Quinn had little choice but to simply follow her.
Along the way, she met Raynette and Tom McGonegle.
“We were watching TV,” he said. “I saw the flashing lights and looked outside and saw this pig come trotting down the sidewalk. I looked at my wife and said, ‘Get your camera there’s a pig coming down the sidewalk.”
She did exactly that and was all smiles as the parading porker marched across her lawn and then turned the corner where a possible incident was avoided by the pig’s dislike of ornamental plant salad.
“He’s going to eat my hostas,” she said.
Quinn was unable to stop the trespass.
“I tried to stop her getting in your yard, but she doesn’t listen very well,” he told McGonegle.
As Miss Bacon continued on her stroll, a plan was conceived by those gathered to keep her interest in one place by shaking an apple tree in the yard of a home in the 1100 block of Sixth Avenue North.
Even though she found herself facing dozens of delicious green apples, she elected to continue to wander after only eating a few.
“So much for that plan,” Quinn said.
Miss Bacon’s piggy parade eventually came to a halt around 2:30 p.m. when volunteers with a livestock trailer showed up. Under her own power, with a tummy full of apples, fauna and adventure, she got in.
Quinn said the sow is owned by Deacon Smith Downs, of 802 Seventh Ave. N. He was given a municipal infraction for raising and keeping livestock in city limits. Quinn said the pig will not be allowed back into town. Smith Downs will have to find a home for it elsewhere.
It was an “interesting” call for the police.
“Just another day,” Quinn said. “Just another day.”

Provided data
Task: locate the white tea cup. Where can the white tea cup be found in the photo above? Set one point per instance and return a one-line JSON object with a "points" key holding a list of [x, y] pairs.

What the task asks
Name every person in the pig story above, not counting the pig.

Answer for the task
Quinn, Raynette McGonegle, Tom McGonegle, Deacon Smith Downs